In addition, regulations made under section 30(3) may create further offences punishable on the penalty regime in section 49B(2) of the National Environmental Management Act, 1998. Environmental management inspectors may issue compliance notices under section 31L and directors may face personal liability under section 34(7) where they fail to take reasonable steps to prevent offences.
Continuity is also ensured: The Declaration of Greenhouse Gases as Priority Air Pollutants, the National Pollution Prevention Plans Regulations and the National Greenhouse Gas Emissions Reporting Regulations promulgated under NEMAQA, continue to apply by virtue of section 37 of the Climate Change Act. Approved pollution prevention plans are deemed to be mitigation plans for the first carbon budget cycle under section 27(5). Where a mining company has already submitted a pollution prevention plan under NEMAQA, that dataset should be used as the starting point, as those plans are deemed mitigation plans for the first carbon budget cycle.
The Draft National Greenhouse Gas Carbon Budget and Mitigation Plan Regulations were published for comment earlier this year. The public consultation window was open from 1 August to 30 September 2025.
Mining companies must develop mitigation plans that reduce emissions within their allocated carbon budgets. Carbon budgets are allocated with reference to best available science, socio-economic impacts and practicable environmental options under section 27(2). To secure approval of mitigation plans under section 27(4), companies should build a bankable abatement portfolio such as ventilation air methane oxidation, coal mine methane capture and utilisation, diesel displacement, electrification, process efficiency improvements and on‑site renewables, sequenced against realistic production profiles.

DATA SECTION

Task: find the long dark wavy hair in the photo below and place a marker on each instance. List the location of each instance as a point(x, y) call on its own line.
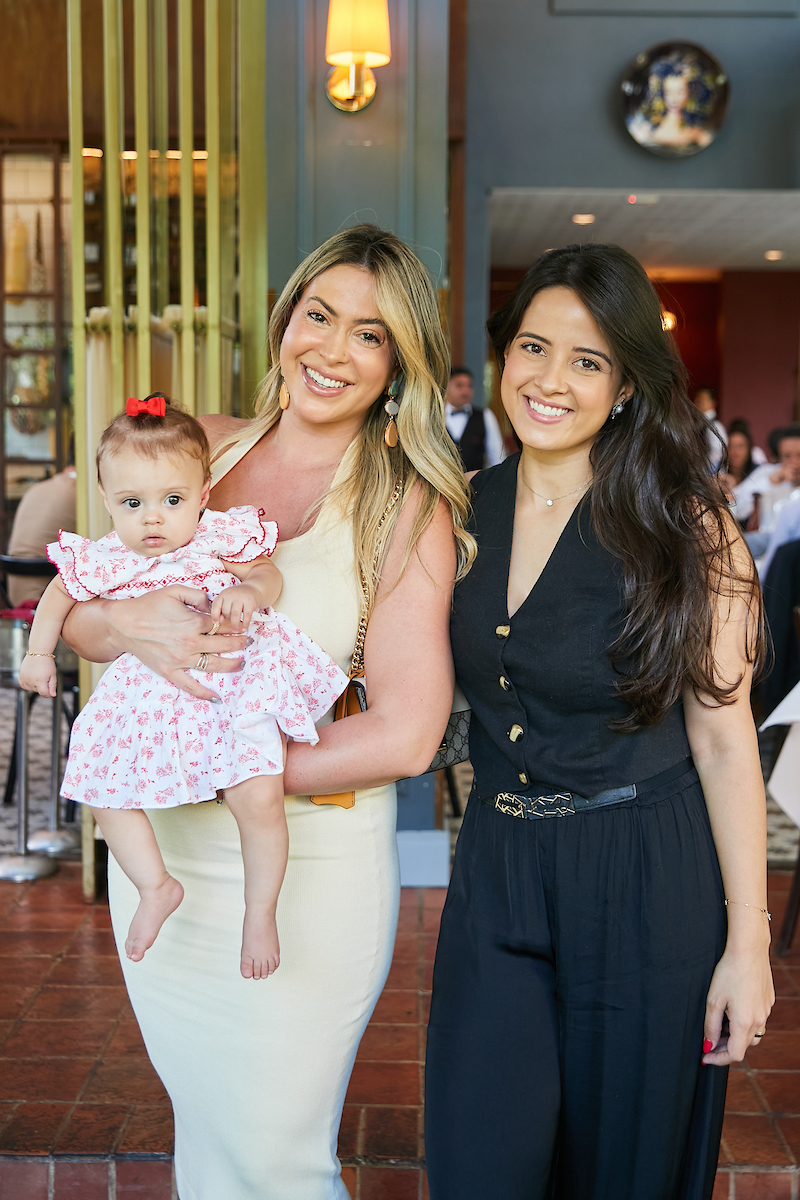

WHAT YOU NEED TO DO
Answer these questions from the carbon budget passage:
1. During what dates was the public consultation window open?
2. Which section deems approved pollution prevention plans to be mitigation plans for the first carbon budget cycle?
3. Under which section may directors face personal liability?
The material has no connection to the carbon budget passage.

REPLY
1. From 1 August to 30 September 2025.
2. Section 27(5).
3. Section 34(7).